##### Extracted entries #####

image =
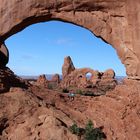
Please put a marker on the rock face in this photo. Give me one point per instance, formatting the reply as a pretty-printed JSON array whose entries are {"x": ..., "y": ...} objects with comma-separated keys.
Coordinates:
[
  {"x": 67, "y": 67},
  {"x": 56, "y": 78},
  {"x": 8, "y": 79},
  {"x": 42, "y": 80},
  {"x": 79, "y": 78},
  {"x": 43, "y": 114},
  {"x": 115, "y": 21}
]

#####

> _Work instruction_:
Restate each entry word for word; omit the pictures.

> _Solution to this problem_:
image =
Please put a marker on the rock face in this photo. Give me one point per instance, formatting the reply as a pretty-printed JSON array whose entries are {"x": ..., "y": ...} objects with comma-separated keys.
Coordinates:
[
  {"x": 67, "y": 67},
  {"x": 56, "y": 78},
  {"x": 8, "y": 79},
  {"x": 42, "y": 80},
  {"x": 79, "y": 78},
  {"x": 43, "y": 114},
  {"x": 115, "y": 21}
]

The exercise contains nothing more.